SHORT TASK 1 -> Transcribe the passage of the Quebec tax credit article starting with "While there is" and going on through "contracted production services.".
SHORT TASK 2 -> Pick up the article on Quebec producers and the tax credit allegations where it ends, and write what comes next.

Que. prods angered over allegations

Montreal: Resentment is brewing in the industry over the kind of story that appeared on page 1 of the July 13 edition of the National Post.

Sensationalized with its ‘Quebec audit finds massive tax abuse’ headline, the story was quick to sum up, ‘The news that up to one in three Quebec companies might have filed improper tax credit claims is just the latest revelation to tarnish federal and provincial government attempts to encourage a domestic movie and television industry.’

While there is a tax credit battle royale underway in Montreal these days, it’s centered on distinctly less sensational issues like interpretations, specifically in the areas of producer’s fees, administration expenses and contracted production services.

DATA LINES ->
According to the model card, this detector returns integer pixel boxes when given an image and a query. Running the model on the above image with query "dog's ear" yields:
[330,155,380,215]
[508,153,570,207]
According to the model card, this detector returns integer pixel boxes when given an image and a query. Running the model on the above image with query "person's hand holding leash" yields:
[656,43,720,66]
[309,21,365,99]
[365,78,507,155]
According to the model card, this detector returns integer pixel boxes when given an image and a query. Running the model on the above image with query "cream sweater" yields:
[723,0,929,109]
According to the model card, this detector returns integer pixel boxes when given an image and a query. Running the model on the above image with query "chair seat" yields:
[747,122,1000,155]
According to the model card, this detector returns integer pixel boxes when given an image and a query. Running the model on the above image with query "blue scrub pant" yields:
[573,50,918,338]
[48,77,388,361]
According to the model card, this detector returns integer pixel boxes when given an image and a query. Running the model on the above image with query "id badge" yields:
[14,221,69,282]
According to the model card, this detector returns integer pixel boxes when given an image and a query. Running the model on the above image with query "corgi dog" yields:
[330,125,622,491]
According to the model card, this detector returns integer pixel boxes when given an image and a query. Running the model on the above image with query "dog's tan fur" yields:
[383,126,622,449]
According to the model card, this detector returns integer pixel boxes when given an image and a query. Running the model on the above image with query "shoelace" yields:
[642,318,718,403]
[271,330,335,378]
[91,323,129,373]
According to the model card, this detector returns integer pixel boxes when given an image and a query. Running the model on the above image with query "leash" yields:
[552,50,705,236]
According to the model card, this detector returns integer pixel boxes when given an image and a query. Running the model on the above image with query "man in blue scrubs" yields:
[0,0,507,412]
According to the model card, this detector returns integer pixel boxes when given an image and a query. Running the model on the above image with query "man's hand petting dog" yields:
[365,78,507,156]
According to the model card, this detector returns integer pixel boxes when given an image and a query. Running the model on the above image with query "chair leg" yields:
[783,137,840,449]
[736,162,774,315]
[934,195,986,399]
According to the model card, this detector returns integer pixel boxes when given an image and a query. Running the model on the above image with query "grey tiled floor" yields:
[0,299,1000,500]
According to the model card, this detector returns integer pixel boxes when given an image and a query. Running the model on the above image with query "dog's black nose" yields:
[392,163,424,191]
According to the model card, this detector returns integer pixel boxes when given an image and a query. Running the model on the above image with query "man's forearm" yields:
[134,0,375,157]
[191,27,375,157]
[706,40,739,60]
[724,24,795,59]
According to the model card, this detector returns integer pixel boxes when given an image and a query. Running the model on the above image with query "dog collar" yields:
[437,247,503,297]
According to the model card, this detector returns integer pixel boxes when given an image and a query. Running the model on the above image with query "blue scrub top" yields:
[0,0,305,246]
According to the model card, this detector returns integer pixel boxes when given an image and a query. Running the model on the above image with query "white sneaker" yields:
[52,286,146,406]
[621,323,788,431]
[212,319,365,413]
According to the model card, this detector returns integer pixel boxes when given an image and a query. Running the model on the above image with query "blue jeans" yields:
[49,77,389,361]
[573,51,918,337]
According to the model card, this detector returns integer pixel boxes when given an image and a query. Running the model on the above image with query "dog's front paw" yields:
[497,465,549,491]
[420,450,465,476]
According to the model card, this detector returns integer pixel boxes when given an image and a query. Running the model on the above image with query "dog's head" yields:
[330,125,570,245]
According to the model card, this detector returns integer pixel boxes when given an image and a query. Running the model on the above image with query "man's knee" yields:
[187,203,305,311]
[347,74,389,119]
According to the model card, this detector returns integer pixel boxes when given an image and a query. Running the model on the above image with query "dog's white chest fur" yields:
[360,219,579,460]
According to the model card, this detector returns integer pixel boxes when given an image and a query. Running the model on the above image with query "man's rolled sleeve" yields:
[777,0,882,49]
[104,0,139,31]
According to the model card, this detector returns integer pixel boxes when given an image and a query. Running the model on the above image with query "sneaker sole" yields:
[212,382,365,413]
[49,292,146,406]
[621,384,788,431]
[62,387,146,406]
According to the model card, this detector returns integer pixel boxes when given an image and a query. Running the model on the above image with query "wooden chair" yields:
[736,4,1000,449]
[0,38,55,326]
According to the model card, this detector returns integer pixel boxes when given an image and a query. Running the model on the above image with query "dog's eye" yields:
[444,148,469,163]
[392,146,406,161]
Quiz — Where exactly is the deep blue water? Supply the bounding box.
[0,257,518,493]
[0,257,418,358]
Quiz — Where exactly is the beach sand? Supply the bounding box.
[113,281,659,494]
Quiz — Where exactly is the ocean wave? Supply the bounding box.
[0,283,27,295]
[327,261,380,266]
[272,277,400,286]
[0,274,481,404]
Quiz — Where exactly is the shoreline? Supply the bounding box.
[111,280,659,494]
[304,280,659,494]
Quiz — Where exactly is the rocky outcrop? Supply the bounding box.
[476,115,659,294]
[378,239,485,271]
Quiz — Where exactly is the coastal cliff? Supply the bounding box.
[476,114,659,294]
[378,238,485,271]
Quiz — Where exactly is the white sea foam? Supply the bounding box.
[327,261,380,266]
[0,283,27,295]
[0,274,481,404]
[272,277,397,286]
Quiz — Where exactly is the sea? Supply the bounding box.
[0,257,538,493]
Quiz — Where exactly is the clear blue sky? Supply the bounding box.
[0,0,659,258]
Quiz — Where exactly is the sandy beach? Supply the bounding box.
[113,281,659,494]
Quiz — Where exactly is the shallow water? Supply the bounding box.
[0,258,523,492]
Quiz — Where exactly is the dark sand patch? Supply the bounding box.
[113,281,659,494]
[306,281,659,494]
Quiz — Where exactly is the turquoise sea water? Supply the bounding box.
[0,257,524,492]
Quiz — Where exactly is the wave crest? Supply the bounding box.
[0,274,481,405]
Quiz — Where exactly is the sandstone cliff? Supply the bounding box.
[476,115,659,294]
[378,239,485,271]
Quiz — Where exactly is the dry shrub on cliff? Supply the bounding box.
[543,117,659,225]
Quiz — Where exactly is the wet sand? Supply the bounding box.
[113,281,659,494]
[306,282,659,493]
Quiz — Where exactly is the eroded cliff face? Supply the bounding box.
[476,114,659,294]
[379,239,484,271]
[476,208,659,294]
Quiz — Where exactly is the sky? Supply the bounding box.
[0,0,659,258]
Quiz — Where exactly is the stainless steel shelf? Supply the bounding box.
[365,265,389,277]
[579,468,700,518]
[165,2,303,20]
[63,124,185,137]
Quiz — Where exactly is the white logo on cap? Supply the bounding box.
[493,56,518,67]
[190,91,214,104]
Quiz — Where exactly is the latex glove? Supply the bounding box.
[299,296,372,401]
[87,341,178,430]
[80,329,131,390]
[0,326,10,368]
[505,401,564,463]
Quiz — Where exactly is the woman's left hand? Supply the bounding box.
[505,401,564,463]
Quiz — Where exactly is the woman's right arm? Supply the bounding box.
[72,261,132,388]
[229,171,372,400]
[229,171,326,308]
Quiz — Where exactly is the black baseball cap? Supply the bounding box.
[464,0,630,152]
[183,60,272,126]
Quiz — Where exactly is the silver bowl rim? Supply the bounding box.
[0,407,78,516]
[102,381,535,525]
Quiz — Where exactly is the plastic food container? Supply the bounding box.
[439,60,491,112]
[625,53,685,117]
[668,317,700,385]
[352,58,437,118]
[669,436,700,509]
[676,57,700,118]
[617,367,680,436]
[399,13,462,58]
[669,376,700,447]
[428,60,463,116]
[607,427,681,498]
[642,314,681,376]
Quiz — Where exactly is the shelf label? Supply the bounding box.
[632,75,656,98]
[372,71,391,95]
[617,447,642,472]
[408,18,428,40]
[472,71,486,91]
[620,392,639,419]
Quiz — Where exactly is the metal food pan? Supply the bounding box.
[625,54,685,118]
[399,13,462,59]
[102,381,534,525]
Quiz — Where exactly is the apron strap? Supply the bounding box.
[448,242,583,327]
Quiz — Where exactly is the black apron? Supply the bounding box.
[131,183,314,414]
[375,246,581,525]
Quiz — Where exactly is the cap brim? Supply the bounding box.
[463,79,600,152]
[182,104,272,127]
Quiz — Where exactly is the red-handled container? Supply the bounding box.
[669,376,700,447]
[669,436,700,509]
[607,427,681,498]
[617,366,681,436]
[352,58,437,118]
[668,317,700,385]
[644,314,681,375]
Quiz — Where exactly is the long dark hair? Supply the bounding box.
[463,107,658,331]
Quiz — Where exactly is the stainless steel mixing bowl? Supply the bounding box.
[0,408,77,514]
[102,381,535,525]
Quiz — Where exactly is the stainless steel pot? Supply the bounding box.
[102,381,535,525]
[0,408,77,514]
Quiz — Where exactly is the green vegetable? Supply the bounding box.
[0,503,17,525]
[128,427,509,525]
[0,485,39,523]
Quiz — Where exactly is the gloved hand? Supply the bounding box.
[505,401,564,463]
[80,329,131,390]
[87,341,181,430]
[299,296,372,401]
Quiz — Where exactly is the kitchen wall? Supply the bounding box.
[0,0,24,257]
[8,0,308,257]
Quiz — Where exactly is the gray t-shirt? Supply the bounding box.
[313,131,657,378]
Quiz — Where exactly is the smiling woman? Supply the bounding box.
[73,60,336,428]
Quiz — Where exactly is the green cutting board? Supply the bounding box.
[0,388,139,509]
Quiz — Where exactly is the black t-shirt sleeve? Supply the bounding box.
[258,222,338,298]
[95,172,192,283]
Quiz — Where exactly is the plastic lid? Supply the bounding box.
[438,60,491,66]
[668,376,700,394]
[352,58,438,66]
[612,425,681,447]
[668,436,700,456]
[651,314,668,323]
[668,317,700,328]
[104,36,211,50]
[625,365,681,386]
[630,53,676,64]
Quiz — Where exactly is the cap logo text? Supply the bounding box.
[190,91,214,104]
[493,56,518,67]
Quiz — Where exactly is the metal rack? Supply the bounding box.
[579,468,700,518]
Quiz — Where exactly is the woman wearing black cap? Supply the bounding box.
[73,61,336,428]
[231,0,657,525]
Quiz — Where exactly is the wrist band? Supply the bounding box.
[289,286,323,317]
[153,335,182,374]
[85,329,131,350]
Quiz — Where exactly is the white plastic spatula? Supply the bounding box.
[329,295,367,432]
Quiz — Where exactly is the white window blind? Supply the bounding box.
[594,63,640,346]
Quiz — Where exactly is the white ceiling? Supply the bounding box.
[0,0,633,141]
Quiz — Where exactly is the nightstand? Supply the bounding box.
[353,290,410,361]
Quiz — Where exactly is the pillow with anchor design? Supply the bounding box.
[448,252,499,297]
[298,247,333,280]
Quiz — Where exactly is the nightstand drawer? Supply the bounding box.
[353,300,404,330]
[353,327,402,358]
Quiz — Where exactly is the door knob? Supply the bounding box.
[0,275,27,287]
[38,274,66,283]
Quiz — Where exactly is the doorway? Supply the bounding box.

RIGHT ANSWER 1 ->
While there is a tax credit battle royale underway in Montreal these days, it’s centered on distinctly less sensational issues like interpretations, specifically in the areas of producer’s fees, administration expenses and contracted production services.

RIGHT ANSWER 2 ->
Brigitte Portelance, director of standards and programs at Revenue Quebec, says, indeed 100 out of 300 producer tax-credit claims filed during the three-year period from 1996 to 1998 have been retained for additional verification purposes, as reported. But, she adds, out of the 100 productions (typically filed by shell companies established for the purpose of a single production) only 21 ‘financing groups’ (production houses) are represented.

Portelance says only a few producers have actually received assessment notices, and the process – which will include ‘on-site’ visits to producers and service providers – will continue through to next spring.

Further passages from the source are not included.